■ INSTRUCTION
Please put the records below into a numbered list, leaving out any blank lines.

====== SOURCE MATERIAL ======

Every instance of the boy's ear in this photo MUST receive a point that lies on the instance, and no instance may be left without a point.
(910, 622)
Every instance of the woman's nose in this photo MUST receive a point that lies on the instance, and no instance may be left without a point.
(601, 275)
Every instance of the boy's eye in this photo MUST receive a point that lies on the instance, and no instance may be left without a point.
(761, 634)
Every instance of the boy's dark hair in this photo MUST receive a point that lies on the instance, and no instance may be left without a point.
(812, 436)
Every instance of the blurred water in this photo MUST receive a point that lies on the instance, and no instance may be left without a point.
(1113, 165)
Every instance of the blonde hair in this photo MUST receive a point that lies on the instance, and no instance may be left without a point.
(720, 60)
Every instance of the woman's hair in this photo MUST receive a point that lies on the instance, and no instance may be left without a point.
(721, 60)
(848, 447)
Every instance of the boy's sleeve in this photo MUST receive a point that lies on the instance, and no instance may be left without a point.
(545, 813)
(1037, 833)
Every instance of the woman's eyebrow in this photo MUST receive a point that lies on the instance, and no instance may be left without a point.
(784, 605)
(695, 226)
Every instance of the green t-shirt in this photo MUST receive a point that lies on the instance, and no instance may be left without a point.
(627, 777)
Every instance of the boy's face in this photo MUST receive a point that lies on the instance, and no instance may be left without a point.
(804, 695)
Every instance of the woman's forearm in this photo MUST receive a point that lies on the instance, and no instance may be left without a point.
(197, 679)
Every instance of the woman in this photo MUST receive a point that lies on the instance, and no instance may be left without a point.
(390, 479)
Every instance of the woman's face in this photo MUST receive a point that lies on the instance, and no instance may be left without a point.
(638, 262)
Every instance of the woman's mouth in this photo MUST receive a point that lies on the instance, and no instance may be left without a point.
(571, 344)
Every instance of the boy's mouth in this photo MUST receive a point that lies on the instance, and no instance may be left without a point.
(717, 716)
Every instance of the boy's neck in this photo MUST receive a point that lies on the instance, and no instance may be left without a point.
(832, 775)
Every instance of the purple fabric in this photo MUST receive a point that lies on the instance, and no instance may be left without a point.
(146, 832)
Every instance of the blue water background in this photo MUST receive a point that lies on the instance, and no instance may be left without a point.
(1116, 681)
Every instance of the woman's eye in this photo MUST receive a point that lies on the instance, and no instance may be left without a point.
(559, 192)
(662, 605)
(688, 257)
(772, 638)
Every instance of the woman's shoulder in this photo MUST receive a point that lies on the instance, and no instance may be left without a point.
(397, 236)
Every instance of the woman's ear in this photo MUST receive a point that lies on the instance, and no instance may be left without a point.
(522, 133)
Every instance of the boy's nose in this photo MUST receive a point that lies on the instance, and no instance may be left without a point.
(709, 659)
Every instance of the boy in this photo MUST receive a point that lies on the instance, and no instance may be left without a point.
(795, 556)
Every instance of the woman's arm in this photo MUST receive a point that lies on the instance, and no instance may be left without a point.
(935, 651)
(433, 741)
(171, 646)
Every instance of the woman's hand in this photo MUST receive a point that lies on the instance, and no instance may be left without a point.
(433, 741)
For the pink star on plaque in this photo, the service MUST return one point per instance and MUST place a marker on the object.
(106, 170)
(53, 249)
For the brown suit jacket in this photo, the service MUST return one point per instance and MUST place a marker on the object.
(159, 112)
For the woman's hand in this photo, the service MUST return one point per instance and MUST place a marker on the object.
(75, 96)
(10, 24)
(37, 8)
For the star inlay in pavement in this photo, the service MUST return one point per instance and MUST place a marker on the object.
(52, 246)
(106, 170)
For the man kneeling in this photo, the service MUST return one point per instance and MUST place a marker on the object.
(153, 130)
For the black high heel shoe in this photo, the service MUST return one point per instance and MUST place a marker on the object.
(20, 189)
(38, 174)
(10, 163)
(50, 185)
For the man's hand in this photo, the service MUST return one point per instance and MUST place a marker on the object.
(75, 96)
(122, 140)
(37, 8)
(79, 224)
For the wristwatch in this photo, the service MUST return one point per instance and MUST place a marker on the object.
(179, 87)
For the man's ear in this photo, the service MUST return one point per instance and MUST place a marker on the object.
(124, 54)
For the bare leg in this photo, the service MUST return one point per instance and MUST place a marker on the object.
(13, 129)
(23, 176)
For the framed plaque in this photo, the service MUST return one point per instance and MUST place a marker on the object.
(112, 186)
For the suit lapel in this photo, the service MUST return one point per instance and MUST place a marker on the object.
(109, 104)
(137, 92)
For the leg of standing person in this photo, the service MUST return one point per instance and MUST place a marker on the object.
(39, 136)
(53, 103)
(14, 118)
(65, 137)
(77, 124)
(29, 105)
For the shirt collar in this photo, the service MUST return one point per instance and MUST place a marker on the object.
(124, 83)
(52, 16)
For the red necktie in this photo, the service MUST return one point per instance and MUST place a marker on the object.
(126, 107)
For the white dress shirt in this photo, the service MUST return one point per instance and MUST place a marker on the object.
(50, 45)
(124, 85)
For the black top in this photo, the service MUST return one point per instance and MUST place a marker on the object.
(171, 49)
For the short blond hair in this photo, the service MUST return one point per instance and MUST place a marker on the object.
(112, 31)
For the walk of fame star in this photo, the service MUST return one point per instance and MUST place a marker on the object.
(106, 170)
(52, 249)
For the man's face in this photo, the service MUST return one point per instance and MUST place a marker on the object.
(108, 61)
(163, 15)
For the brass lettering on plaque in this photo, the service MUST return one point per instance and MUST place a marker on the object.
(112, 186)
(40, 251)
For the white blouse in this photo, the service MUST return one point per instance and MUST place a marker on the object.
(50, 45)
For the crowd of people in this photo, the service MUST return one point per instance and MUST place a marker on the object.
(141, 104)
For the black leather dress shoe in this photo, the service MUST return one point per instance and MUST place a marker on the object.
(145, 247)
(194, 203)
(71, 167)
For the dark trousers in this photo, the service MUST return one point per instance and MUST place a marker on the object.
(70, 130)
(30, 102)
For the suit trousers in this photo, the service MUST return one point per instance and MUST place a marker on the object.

======

■ RESPONSE TO THE EXERCISE
1. Every instance of the boy's ear in this photo MUST receive a point that lies on the instance, and no instance may be left without a point.
2. (910, 622)
3. Every instance of the woman's nose in this photo MUST receive a point that lies on the instance, and no instance may be left without a point.
4. (601, 275)
5. Every instance of the boy's eye in this photo MUST receive a point that lies on the instance, and no instance may be left without a point.
6. (761, 634)
7. Every instance of the boy's dark hair in this photo MUST receive a point that lies on the instance, and no instance may be left without a point.
8. (812, 436)
9. Every instance of the blurred water in this photo MUST receive a point that lies on the instance, and no instance may be left without a point.
10. (1113, 165)
11. Every instance of the blonde hair in this photo MUST receive a point that lies on the instance, and no instance may be left without a point.
12. (720, 60)
13. Every instance of the woman's hair in this photo MUST receive a point that lies on the instance, and no instance may be left without a point.
14. (721, 60)
15. (848, 447)
16. Every instance of the boy's sleeve in this photo MUST receive a point that lies on the instance, and no instance may be left without a point.
17. (545, 813)
18. (1037, 833)
19. Every instance of the woman's eyebrow in this photo MUST receive a point that lies on the instance, and no instance may be left without a point.
20. (784, 605)
21. (695, 226)
22. Every instance of the green t-shirt in this photo MUST receive a point that lies on the instance, and no instance may be left without a point.
23. (627, 777)
24. Every instance of the boy's face in this photo MUST receive a point that lies on the instance, and no instance may be left without a point.
25. (804, 695)
26. Every instance of the woman's forearm in this photo MUST receive a point that lies on the instance, and no instance may be left without a point.
27. (197, 679)
28. Every instance of the woman in this photo MUST receive a point that lies on the instance, and no instance may be left without a point.
29. (390, 479)
30. Every instance of the woman's face in this photo MUST receive a point that lies on the instance, and no instance may be left without a point.
31. (638, 262)
32. Every instance of the woman's mouth in this photo MUST receive a point that lies on the instance, and no instance may be left without a point.
33. (571, 344)
34. Every instance of the boy's mouth in this photo MUST receive a point that lies on the instance, and no instance may be left without a point.
35. (717, 716)
36. Every instance of the boy's neck in this photo MUST receive a point that lies on the instance, and no instance may be left without a point.
37. (832, 775)
38. Every instance of the purple fabric in this photo MUST receive a point that lies on the instance, and no instance may be left without a point.
39. (146, 832)
40. Every instance of the blue water background in this photo MUST receive a point that lies on the instance, and no instance may be left without a point.
41. (1116, 681)
42. Every instance of the woman's eye in this photo MUST receive a point that lies on the instance, and no instance may be left without a point.
43. (559, 192)
44. (662, 605)
45. (688, 257)
46. (772, 638)
47. Every instance of the woman's shoulder in this photo MUST receive a point that lies on the instance, and no instance may be left without a point.
48. (397, 236)
49. Every instance of the woman's ear in this photo MUST receive a point that lies on the instance, and no instance may be left without a point.
50. (522, 133)
51. Every instance of the boy's nose in this photo MUST receive a point that lies on the instance, and no instance may be left without a point.
52. (709, 659)
53. Every instance of the boy in this photo MUST receive a point that lies on the instance, and no instance may be left without a point.
54. (795, 556)
55. Every instance of the woman's arm in this photo MUST receive a point that lies on the instance, and no instance may be left without a point.
56. (935, 651)
57. (433, 741)
58. (171, 646)
59. Every instance of the woman's hand in this photo MUST receive a point that lies on the instance, and no instance may be left without a point.
60. (433, 741)
61. For the pink star on plaque in this photo, the service MUST return one point per instance and MUST place a marker on the object.
62. (106, 170)
63. (53, 249)
64. For the brown suit jacket in this photo, the service MUST return one point per instance and MUST place a marker on the object.
65. (159, 112)
66. For the woman's hand in this photo, the service MUST return one point per instance and MUST place a marker on the object.
67. (75, 96)
68. (10, 24)
69. (37, 8)
70. For the star inlay in pavement in this photo, the service MUST return one point per instance and MUST place a marker on the object.
71. (52, 246)
72. (106, 170)
73. For the man kneeling in this photo, the service MUST return one point per instance and MUST place a marker on the object.
74. (153, 130)
75. For the black high heel shoe in this photo, the service MUST return one point per instance and MUST place a marker on the object.
76. (20, 189)
77. (38, 174)
78. (10, 163)
79. (50, 185)
80. For the man's hand in this photo, the service MUST return one point per instance and MUST place a marker on the object.
81. (75, 96)
82. (122, 140)
83. (37, 8)
84. (79, 224)
85. For the wristwatch in this photo, the service MUST return one point per instance and MUST place a marker on the object.
86. (179, 87)
87. For the man's ear in this photo, the service MUST return one point per instance and MUST place a marker on the object.
88. (124, 54)
89. For the bare leg in this photo, the service MUST return one point per instance and MUST place a marker on the object.
90. (13, 129)
91. (23, 176)
92. For the framed plaque in this photo, the service MUST return one point per instance and MUST place a marker on the object.
93. (112, 186)
94. For the suit lapel in this photo, the service MUST return one point per instance and MUST place a marker on the object.
95. (109, 104)
96. (137, 92)
97. For the leg of standing person in this photo, the service MUST return one point per instance and MUST place a marker on the object.
98. (39, 136)
99. (53, 103)
100. (14, 118)
101. (65, 137)
102. (77, 124)
103. (29, 105)
104. For the shirt collar in this photo, the service MUST return one point per instance and MUST place a marker on the object.
105. (124, 83)
106. (52, 16)
107. For the red necktie in this photo, the service MUST return one point per instance and MUST place a marker on the object.
108. (126, 107)
109. For the white dress shirt in this photo, the service MUST return one point per instance and MUST place a marker on the object.
110. (50, 45)
111. (124, 85)
112. For the black top in this photo, the service MUST return one point per instance and MUST place a marker on the object.
113. (171, 49)
114. For the short blond hair in this photo, the service MUST return one point per instance and MUST place a marker on the object.
115. (112, 31)
116. For the walk of fame star in this photo, the service MUST return one point per instance and MUST place a marker on the object.
117. (106, 170)
118. (52, 249)
119. For the man's face in this photo, the service MUST return one point per instance and MUST place a marker on the object.
120. (108, 61)
121. (163, 15)
122. For the brass lettering on plaque in this photo, the service MUST return one point per instance and MUST place a marker on the object.
123. (112, 186)
124. (40, 251)
125. For the white blouse in this photo, the service MUST return one point per instance and MUST place a marker on the object.
126. (50, 45)
127. For the crowd of people in this photo, the service MUST return one point per instance and MUST place a marker on the object.
128. (141, 104)
129. For the black leather dress shoe in this photo, the service MUST return one point per instance and MUST place a marker on the object.
130. (145, 247)
131. (194, 203)
132. (71, 167)
133. For the dark trousers in this photo, the service MUST return one point per instance and MUST place a marker on the object.
134. (70, 130)
135. (30, 102)
136. For the suit trousers in this photo, the service MUST return one point per instance and MUST place a marker on the object.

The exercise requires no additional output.